### [Exercise instructions]
Copy out every row that follows word for word, and omit the pictures from your copy.

### [Excerpts of pointing data]
======
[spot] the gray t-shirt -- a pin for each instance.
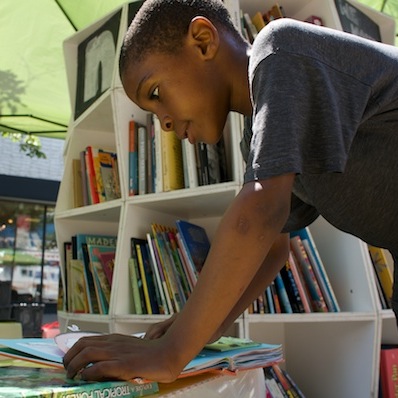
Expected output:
(326, 108)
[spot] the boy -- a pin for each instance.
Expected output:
(323, 140)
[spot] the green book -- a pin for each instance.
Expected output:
(32, 382)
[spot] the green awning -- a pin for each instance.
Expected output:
(34, 96)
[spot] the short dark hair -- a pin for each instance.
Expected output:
(160, 26)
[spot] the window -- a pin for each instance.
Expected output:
(28, 251)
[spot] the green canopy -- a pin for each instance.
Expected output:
(33, 89)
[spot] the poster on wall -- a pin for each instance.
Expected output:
(355, 21)
(96, 59)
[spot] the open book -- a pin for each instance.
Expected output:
(49, 382)
(229, 354)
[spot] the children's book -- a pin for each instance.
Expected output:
(32, 382)
(226, 355)
(196, 242)
(242, 354)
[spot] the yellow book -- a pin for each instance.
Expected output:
(383, 272)
(143, 277)
(172, 163)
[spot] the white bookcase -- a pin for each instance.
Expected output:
(328, 355)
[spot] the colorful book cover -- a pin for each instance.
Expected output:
(108, 175)
(32, 382)
(105, 256)
(389, 371)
======
### [Correct output]
[spot] the gray t-shirt -- a pin for each instance.
Expected output:
(326, 108)
[spot] the boy -- a pin for each instance.
Expected output:
(323, 140)
[spot] the green book -- a pin for each instance.
Expected output:
(32, 382)
[spot] the green awning -- a pin for each instance.
Expected output:
(34, 96)
[spot] the short dark hair -- a pin for each instance.
Expected output:
(160, 26)
[spot] the window -- a pin for each instance.
Expected output:
(28, 251)
[spot] the green canopy -- a pin for each instance.
Expected output:
(33, 89)
[spot] the poster on wall -- a pin for each instance.
Expected output:
(355, 21)
(96, 59)
[spot] the open book -- a pin for each instance.
Expected output:
(49, 382)
(229, 354)
[spot] the children's book -- a pin for each instance.
Expected output:
(32, 382)
(226, 355)
(196, 242)
(242, 354)
[spot] the yellow book -- a pin for each instance.
Expected output:
(383, 272)
(143, 277)
(172, 163)
[spot] the white bookcase -- a pin for each instance.
Expected output:
(328, 355)
[spot] the colorful book cover -- a pin for each instance.
Expected output:
(108, 175)
(32, 382)
(105, 256)
(389, 371)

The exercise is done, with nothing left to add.